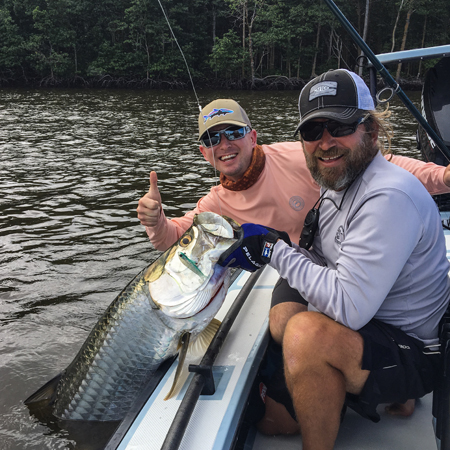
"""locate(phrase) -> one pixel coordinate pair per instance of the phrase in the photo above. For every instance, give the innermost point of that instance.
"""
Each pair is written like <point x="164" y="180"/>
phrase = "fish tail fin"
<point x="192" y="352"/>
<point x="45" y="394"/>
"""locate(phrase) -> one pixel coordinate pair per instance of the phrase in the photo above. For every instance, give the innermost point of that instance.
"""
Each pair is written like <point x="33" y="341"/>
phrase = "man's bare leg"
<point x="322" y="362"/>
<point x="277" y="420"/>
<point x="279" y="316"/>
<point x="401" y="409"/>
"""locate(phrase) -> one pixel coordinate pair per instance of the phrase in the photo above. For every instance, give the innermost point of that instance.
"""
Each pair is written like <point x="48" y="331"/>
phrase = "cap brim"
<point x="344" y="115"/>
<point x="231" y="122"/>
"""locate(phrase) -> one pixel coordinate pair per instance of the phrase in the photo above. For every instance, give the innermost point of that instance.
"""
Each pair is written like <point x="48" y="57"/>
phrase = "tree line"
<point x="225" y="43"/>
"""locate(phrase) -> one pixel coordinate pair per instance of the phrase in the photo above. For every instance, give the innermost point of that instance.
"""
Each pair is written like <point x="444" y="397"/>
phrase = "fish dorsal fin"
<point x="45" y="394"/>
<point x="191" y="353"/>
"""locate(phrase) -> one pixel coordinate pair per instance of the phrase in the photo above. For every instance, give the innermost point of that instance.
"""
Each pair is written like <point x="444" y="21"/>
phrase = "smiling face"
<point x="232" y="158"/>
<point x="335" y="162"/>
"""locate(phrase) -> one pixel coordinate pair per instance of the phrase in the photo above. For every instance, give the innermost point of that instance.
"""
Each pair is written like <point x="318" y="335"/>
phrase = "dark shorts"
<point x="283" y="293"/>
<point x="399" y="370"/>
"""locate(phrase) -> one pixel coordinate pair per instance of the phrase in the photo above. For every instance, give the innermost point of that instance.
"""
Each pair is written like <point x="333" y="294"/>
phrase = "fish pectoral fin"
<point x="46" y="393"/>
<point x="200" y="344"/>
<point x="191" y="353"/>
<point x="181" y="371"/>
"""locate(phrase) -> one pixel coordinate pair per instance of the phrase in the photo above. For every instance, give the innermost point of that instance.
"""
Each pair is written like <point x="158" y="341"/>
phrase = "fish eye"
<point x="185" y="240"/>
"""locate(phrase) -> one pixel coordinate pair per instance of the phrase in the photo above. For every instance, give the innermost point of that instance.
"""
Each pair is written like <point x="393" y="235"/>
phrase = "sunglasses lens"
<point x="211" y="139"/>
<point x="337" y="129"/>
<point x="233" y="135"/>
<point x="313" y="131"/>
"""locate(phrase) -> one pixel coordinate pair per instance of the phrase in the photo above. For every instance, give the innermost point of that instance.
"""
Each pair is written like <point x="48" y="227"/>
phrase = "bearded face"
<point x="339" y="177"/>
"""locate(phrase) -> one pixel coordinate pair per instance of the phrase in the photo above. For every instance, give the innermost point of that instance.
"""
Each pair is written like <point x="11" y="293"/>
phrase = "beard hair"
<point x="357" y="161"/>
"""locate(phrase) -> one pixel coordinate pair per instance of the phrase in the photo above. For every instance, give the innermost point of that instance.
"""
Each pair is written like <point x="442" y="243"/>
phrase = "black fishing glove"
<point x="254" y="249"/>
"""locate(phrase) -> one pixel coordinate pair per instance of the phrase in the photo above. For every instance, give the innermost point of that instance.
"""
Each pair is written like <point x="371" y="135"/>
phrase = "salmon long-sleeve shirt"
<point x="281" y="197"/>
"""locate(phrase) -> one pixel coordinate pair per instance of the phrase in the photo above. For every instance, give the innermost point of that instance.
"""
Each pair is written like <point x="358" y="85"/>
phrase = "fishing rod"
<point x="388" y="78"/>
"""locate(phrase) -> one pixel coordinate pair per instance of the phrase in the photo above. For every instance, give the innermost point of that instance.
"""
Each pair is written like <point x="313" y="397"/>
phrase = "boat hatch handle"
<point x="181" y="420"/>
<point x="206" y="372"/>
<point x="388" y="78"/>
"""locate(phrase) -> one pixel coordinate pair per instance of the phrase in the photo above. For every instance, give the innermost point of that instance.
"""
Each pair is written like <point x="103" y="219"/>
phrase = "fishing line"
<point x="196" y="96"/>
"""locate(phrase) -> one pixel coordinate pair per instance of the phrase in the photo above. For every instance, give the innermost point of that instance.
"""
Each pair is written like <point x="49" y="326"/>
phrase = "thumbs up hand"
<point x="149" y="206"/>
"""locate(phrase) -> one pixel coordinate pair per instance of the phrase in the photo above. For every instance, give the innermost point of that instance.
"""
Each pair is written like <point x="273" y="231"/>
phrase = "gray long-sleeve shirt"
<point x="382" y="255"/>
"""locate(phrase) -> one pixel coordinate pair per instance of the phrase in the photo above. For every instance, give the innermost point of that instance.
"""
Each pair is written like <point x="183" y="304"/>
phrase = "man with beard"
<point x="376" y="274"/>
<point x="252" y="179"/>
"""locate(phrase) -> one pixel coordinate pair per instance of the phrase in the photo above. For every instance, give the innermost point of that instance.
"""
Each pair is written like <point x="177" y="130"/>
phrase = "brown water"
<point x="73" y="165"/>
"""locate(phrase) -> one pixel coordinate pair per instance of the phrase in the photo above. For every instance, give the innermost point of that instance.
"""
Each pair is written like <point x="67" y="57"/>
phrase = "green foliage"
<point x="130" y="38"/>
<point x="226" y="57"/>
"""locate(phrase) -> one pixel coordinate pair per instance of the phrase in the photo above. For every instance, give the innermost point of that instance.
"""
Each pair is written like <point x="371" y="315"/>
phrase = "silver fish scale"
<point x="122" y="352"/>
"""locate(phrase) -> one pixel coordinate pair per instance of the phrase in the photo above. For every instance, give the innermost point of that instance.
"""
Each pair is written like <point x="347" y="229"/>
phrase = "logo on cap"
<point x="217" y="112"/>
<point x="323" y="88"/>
+--
— EXERCISE OBJECTIVE —
Give back the whole listing exactly as it stands. Drop every picture.

— TASK RESPONSE —
"""locate(phrase) -> one pixel coordinate pair per instance of the phrase in the photo above. For every instance, give the innermost point of that instance.
"""
Each pair is written like <point x="164" y="180"/>
phrase = "fish tail fin"
<point x="192" y="352"/>
<point x="45" y="394"/>
"""locate(phrase) -> one pixel coordinate pair per instance of the phrase in the photo above. For every instance, give the innermost point of that instance.
"""
Each pair is written like <point x="33" y="341"/>
phrase = "man's bare leg"
<point x="322" y="362"/>
<point x="277" y="420"/>
<point x="279" y="316"/>
<point x="401" y="409"/>
"""locate(phrase) -> one pixel coordinate pair per instance of the phrase in the photo above. For every instance, give the innermost point of that instance.
"""
Each pair is written like <point x="48" y="331"/>
phrase = "cap brim"
<point x="344" y="115"/>
<point x="231" y="122"/>
"""locate(phrase) -> one pixel coordinate pair per instance of the phrase in the photo above. For every instance, give the innermost point of that instance.
"""
Each pair is written like <point x="48" y="57"/>
phrase = "tree line"
<point x="225" y="43"/>
"""locate(phrase) -> one pixel coordinate pair per instance of the phrase in the photo above. For every instance, give the innermost point of that instance.
"""
Each pair is written like <point x="444" y="397"/>
phrase = "fish dorsal fin"
<point x="45" y="394"/>
<point x="191" y="353"/>
"""locate(phrase) -> one pixel coordinate pair per instance of the phrase in the photo above. For every instance, give the innermost point of that instance.
"""
Each pair is written like <point x="444" y="21"/>
phrase = "smiling face"
<point x="232" y="158"/>
<point x="335" y="162"/>
"""locate(phrase) -> one pixel coordinate pair per instance of the phrase in the photo above. For every instance, give the innermost point of that instance.
"""
Each pair is written like <point x="318" y="335"/>
phrase = "dark shorts"
<point x="283" y="293"/>
<point x="399" y="370"/>
"""locate(phrase) -> one pixel coordinate pair per instance of the phrase in the photo above. For every instance, give the innermost point of that instance.
"""
Each pair is written like <point x="333" y="294"/>
phrase = "fish pectoral fin"
<point x="46" y="393"/>
<point x="200" y="344"/>
<point x="191" y="353"/>
<point x="181" y="371"/>
"""locate(phrase) -> one pixel coordinate pair per instance of the phrase in the photo above. For every instance, give the innermost point of that instance.
"""
Each pair is written like <point x="158" y="341"/>
phrase = "fish eye"
<point x="185" y="240"/>
"""locate(phrase) -> one pixel coordinate pair per instance of the phrase in the photo above. For every instance, give the innermost point of that instance.
"""
Each pair is written like <point x="393" y="235"/>
phrase = "sunglasses lens"
<point x="211" y="139"/>
<point x="337" y="129"/>
<point x="233" y="135"/>
<point x="313" y="131"/>
"""locate(phrase) -> one pixel coordinate pair per instance of the phrase in the photo above. For every instance, give the innermost point of that instance.
"""
Each pair is written like <point x="48" y="227"/>
phrase = "bearded face"
<point x="339" y="177"/>
"""locate(phrase) -> one pixel coordinate pair per instance of the phrase in the photo above. For every instance, give the innermost point of that instance.
"""
Each pair is written like <point x="11" y="293"/>
phrase = "beard hair"
<point x="357" y="161"/>
"""locate(phrase) -> one pixel coordinate pair per instance of the phrase in the photo above. For every instance, give the innermost point of that instance.
"""
Each pair is written like <point x="442" y="243"/>
phrase = "black fishing glove"
<point x="254" y="249"/>
"""locate(phrase) -> one pixel coordinate pair per instance of the phrase in the photo above. For every instance, give the innermost point of that instance.
"""
Each pair is written like <point x="371" y="135"/>
phrase = "salmon long-sleeve shirt"
<point x="281" y="197"/>
"""locate(phrase) -> one pixel coordinate pair per instance of the phrase in the photo above. For every instance, give the innermost point of that instance.
"""
Each pair is written like <point x="358" y="85"/>
phrase = "fishing rod"
<point x="388" y="78"/>
"""locate(phrase) -> one pixel coordinate pair per instance of the phrase in the photo above. For every instance, give the innermost point of that instance.
"""
Each pair is written like <point x="313" y="397"/>
phrase = "boat hatch handle"
<point x="181" y="420"/>
<point x="206" y="372"/>
<point x="388" y="78"/>
"""locate(phrase) -> one pixel coordinate pair per instance of the phrase in the photo above. For every instance, give the innermost point of that instance.
"""
Each pair is written like <point x="103" y="219"/>
phrase = "fishing line"
<point x="196" y="96"/>
"""locate(phrase) -> one pixel coordinate pair per instance of the phrase in the photo above. For every instance, give the innermost point of that instance.
"""
Each pair is written like <point x="49" y="326"/>
phrase = "thumbs up hand"
<point x="149" y="206"/>
"""locate(phrase) -> one pixel coordinate pair per instance of the phrase in the photo above. For every instance, give the innermost point of that instance.
"""
Each pair is written like <point x="273" y="231"/>
phrase = "gray long-sleeve shirt"
<point x="382" y="255"/>
"""locate(phrase) -> one pixel coordinate pair per instance of the phrase in the photo above. For every instance, give the innermost point of that instance.
"""
Each pair is written like <point x="183" y="304"/>
phrase = "man with beard"
<point x="376" y="274"/>
<point x="252" y="179"/>
"""locate(phrase) -> one pixel coordinate pair per instance of the phrase in the photo above. For every instance, give the innermost point of that instance.
"""
Each pair is written like <point x="177" y="130"/>
phrase = "brown water"
<point x="73" y="165"/>
"""locate(phrase) -> one pixel coordinate pair per instance of the phrase in the photo above. For every instance, give the innermost point of that instance.
"""
Each pair is written like <point x="67" y="57"/>
phrase = "green foliage"
<point x="130" y="38"/>
<point x="226" y="57"/>
"""locate(phrase) -> one pixel coordinate pair per instance of the phrase in the photo above. For every instance, give the innermost point of that instance.
"""
Each pair is written like <point x="371" y="315"/>
phrase = "silver fish scale"
<point x="122" y="352"/>
"""locate(phrase) -> one pixel coordinate pair per instance of the phrase in the photo above. For every instance, give the innermost point of that instance.
"""
Each pair is written like <point x="347" y="229"/>
phrase = "logo on cap"
<point x="217" y="112"/>
<point x="323" y="88"/>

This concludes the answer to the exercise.